● **Data excerpts**
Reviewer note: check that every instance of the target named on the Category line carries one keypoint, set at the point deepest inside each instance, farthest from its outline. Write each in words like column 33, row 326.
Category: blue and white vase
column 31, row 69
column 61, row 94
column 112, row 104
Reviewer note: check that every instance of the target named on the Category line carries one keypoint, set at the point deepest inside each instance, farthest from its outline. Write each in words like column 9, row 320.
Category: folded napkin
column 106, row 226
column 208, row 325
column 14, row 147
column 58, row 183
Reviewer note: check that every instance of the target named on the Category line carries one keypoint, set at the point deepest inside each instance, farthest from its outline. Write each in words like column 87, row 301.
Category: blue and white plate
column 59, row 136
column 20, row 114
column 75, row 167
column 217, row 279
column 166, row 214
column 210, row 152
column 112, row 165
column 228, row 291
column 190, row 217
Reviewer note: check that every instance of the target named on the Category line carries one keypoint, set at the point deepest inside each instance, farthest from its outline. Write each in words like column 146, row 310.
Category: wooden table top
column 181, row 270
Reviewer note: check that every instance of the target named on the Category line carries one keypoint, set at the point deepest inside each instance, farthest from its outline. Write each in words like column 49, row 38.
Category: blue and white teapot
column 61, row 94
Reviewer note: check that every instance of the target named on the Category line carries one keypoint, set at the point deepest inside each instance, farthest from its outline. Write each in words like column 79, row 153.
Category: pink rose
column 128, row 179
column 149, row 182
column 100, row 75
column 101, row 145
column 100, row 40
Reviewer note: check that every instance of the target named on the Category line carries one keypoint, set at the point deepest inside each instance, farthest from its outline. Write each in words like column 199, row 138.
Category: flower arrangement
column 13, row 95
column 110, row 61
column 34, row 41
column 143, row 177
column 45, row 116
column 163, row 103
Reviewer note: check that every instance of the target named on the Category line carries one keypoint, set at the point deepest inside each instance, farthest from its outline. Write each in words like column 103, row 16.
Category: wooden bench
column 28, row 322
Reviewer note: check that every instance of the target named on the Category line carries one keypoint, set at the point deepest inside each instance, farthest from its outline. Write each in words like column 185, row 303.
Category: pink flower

● **Aim of the exercise**
Give an exact copy of the lines above from the line with "87, row 301." up to and including the line with "199, row 138.", and leave everything else out.

● **Completed exercise**
Reviewer note: check that every instance of the target named on the Category line carries one keypoint, set at the point deepest inside each instance, farthest from its outline. Write each in words like column 87, row 301.
Category: blue and white plate
column 59, row 136
column 20, row 114
column 75, row 167
column 217, row 279
column 166, row 214
column 210, row 152
column 112, row 165
column 228, row 291
column 190, row 217
Reviewer note: check that every instance of the target named on the Category line carries one keypoint, set at the point deepest inside each instance, farthest from its outline. Write each in words like column 146, row 310.
Category: wooden table top
column 181, row 270
Reviewer note: check that every instance of the target named on the Category line carries one keypoint, set at the point deepest inside each instance, farthest from its outline. Write each in words like column 49, row 38.
Category: blue and white teapot
column 61, row 94
Reviewer note: check that every instance of the target named on the Category line carries one keypoint, set at the point deepest inside each instance, farthest from its outline. Write each in words like column 79, row 153.
Category: pink rose
column 128, row 179
column 149, row 182
column 100, row 75
column 101, row 145
column 100, row 40
Reviewer note: check that every instance of the target named on the Category line carries one keypoint, set at the point deepest inside each instance, farthest from its outline. Write each in words like column 199, row 138.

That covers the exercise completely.